* Records to use
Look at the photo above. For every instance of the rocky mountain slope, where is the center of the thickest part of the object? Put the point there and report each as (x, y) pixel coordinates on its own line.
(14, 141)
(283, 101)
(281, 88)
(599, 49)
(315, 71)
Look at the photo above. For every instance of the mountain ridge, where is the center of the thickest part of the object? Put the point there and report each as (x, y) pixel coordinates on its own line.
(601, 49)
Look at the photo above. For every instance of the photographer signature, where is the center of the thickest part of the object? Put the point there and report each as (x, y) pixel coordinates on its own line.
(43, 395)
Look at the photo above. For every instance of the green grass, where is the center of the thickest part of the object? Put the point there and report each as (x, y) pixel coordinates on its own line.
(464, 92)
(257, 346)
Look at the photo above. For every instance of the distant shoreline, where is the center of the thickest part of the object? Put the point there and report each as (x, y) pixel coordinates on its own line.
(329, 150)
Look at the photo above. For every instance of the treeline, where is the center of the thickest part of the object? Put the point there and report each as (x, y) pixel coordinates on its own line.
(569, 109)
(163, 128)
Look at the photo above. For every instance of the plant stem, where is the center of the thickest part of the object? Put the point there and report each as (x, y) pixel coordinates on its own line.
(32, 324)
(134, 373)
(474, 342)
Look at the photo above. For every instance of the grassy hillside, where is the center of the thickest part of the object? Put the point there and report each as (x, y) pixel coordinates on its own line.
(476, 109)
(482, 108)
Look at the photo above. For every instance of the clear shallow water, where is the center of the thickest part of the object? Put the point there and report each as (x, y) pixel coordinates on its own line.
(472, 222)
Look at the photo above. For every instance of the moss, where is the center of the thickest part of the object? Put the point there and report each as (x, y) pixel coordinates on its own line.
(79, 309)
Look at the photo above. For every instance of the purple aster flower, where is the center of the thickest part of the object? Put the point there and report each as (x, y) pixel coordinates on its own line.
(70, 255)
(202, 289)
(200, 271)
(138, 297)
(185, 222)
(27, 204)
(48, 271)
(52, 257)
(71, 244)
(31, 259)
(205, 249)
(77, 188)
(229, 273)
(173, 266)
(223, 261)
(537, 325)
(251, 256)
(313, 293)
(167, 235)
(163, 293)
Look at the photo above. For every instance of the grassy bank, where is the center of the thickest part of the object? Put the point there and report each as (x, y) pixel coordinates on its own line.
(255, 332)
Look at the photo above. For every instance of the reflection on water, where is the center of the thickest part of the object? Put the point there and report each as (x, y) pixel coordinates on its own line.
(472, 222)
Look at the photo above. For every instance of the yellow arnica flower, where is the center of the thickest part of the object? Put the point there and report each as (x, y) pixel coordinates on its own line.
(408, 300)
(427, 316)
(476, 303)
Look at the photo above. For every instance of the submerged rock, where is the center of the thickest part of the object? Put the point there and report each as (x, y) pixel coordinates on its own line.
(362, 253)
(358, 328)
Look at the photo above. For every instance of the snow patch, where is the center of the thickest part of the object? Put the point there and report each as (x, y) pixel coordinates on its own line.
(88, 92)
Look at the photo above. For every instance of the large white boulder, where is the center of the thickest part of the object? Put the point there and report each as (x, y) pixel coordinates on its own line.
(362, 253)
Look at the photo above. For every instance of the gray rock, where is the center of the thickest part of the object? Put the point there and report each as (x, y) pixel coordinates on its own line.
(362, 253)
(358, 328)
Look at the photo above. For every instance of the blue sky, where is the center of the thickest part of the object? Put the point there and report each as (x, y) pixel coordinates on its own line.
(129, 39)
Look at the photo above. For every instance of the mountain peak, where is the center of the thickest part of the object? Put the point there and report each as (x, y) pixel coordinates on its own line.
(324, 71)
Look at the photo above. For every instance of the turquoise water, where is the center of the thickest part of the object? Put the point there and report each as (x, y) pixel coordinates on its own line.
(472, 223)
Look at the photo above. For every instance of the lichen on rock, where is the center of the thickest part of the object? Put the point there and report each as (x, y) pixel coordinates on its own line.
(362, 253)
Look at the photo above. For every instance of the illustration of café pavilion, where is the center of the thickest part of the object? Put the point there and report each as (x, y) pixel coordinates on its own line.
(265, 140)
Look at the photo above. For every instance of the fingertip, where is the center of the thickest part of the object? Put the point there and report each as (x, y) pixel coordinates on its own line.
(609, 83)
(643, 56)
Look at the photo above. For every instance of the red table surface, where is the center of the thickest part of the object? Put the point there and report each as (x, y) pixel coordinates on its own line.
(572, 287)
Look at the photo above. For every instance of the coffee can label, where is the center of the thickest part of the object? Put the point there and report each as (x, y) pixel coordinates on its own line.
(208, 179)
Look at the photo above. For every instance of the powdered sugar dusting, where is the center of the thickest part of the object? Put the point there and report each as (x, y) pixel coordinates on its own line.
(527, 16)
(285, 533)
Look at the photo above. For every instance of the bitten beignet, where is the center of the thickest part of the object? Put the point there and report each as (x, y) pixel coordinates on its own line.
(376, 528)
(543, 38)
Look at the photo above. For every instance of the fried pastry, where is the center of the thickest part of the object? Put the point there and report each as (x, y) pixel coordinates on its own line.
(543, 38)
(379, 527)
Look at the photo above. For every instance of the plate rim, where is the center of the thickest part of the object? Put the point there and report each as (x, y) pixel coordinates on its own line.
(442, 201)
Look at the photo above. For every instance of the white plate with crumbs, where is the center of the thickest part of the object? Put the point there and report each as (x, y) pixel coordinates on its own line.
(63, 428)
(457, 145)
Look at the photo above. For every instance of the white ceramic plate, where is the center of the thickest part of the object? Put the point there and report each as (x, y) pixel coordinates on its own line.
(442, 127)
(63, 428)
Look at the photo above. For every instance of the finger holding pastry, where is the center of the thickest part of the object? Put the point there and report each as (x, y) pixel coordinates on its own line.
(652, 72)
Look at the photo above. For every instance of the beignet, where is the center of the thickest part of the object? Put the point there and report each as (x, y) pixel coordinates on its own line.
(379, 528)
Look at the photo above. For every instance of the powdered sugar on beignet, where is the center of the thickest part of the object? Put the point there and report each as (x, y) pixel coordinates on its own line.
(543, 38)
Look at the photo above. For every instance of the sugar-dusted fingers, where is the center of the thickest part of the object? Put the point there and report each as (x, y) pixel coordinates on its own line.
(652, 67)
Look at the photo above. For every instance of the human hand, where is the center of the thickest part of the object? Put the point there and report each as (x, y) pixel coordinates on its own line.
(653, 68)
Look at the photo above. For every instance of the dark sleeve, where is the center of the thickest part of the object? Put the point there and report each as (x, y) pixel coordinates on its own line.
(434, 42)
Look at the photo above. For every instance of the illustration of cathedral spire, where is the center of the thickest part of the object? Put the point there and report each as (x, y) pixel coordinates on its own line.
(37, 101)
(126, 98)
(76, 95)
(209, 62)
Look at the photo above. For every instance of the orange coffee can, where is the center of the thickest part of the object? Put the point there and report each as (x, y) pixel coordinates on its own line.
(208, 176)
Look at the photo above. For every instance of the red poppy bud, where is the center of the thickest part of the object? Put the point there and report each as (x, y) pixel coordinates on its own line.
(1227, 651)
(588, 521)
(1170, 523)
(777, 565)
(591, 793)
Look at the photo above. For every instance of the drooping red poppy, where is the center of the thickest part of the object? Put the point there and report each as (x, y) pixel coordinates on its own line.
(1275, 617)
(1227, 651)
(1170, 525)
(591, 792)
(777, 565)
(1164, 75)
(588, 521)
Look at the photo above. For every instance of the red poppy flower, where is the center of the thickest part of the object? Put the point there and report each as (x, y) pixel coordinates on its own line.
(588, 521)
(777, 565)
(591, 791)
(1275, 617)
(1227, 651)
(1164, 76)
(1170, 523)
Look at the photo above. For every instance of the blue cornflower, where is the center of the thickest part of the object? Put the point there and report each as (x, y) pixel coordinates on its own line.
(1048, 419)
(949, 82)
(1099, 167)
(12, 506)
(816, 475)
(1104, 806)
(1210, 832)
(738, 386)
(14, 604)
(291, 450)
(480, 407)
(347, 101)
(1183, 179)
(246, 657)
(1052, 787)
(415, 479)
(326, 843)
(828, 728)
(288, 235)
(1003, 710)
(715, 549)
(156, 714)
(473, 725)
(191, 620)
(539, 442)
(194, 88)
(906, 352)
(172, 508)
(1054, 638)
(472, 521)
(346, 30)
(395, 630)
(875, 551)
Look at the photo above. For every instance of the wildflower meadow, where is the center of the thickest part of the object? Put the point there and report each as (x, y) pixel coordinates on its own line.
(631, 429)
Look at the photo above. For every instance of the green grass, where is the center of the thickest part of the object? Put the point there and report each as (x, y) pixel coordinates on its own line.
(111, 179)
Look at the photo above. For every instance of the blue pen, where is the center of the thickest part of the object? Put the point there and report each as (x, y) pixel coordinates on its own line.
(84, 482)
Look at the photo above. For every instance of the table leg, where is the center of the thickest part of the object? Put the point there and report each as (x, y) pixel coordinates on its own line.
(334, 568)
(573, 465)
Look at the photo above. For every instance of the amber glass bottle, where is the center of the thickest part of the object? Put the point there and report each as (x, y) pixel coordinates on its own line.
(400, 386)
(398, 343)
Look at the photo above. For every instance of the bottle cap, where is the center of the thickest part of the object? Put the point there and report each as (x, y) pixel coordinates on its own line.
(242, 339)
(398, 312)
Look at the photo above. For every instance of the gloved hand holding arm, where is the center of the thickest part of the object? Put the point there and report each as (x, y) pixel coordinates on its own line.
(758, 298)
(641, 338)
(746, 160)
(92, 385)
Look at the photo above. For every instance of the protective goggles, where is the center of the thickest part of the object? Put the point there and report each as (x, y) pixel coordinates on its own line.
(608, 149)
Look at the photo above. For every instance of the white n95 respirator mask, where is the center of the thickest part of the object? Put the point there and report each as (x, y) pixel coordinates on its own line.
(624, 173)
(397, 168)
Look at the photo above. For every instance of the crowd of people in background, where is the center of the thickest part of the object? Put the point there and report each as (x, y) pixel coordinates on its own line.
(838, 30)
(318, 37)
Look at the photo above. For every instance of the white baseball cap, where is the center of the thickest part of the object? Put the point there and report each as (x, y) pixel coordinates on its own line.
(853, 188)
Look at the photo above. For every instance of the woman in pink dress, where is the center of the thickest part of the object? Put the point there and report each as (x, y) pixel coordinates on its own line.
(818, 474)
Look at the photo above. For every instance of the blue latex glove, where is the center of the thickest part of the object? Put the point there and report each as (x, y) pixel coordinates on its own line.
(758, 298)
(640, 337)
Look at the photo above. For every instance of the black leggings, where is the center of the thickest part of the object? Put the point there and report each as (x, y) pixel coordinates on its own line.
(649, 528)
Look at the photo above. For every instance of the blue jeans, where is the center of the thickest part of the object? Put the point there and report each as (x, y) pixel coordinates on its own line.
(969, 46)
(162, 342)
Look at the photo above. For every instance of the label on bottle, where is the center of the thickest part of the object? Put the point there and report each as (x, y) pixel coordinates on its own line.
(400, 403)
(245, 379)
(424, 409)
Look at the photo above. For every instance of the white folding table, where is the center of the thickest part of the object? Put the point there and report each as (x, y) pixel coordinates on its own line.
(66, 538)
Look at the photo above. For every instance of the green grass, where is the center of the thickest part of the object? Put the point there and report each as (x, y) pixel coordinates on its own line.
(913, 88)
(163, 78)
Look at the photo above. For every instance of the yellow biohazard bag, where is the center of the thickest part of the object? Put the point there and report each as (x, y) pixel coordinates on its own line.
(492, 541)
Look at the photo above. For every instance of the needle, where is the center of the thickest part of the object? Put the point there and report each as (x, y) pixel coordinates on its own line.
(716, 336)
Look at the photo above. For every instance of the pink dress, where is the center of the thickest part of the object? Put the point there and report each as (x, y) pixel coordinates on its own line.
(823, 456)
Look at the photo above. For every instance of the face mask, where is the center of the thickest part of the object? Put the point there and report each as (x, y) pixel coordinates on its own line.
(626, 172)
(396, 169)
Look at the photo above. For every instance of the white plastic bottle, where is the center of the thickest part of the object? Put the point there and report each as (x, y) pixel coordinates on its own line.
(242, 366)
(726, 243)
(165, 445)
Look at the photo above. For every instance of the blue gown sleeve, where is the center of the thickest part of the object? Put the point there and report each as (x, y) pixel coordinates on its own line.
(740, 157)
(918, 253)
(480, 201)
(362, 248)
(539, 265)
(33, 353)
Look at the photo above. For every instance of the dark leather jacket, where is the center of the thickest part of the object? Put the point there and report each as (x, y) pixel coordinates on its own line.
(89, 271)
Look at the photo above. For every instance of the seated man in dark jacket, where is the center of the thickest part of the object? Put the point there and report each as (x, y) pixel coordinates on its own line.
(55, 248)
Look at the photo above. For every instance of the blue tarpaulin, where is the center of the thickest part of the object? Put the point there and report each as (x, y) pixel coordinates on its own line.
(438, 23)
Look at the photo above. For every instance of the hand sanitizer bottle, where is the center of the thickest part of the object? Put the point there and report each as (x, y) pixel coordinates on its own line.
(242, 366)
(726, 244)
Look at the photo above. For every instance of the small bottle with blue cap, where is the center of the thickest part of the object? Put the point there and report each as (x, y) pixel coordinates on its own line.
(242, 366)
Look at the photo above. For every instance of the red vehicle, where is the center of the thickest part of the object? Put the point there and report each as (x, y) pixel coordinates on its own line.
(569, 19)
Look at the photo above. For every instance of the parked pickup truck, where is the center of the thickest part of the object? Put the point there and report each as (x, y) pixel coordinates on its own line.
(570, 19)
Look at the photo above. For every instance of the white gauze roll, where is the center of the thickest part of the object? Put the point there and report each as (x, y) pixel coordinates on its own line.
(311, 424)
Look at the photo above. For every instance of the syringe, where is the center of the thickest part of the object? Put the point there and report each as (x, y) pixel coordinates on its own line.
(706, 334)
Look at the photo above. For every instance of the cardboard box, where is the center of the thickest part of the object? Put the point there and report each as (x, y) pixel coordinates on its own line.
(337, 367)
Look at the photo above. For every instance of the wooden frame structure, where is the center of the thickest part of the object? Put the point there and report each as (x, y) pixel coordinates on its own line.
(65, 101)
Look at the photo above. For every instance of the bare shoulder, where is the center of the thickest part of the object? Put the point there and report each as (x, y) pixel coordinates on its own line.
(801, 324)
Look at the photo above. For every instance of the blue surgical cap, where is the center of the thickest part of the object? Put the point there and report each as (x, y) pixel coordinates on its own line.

* Work to complete
The required output is the span of lines from the one containing "the white gauze" to the last line, reproduced character for character.

* Exercise output
Look at the photo above. For every instance of the white gauze roll, where is the center of the thickest part of the object? Put the point there and report each as (x, y) pixel coordinates on its own line.
(311, 424)
Look at the photo above. For every instance of the syringe, where is the center of the thickest part of the object? Put the point there and report each as (x, y) pixel coordinates on its own line.
(706, 334)
Look at the photo above. For every instance of the cardboard box, where is the center of the thickest part of the object? Put the point there and report each as (x, y) pixel coordinates on its own line.
(337, 367)
Look at the photo above. For every instance of the wooden frame structure, where is the center of the thickest part of the object? Put the point there and report each as (x, y) pixel coordinates on its own line.
(65, 101)
Look at the photo above. For every instance of the bare shoulder, where is the center of the thickest part of the object? Put the point there and report each as (x, y) pixel coordinates on its own line.
(801, 324)
Look at the photo above. For every instance of the blue surgical cap, where is the center of the thickest part of the object? Put the point there and report each as (x, y) pixel coordinates on its own line.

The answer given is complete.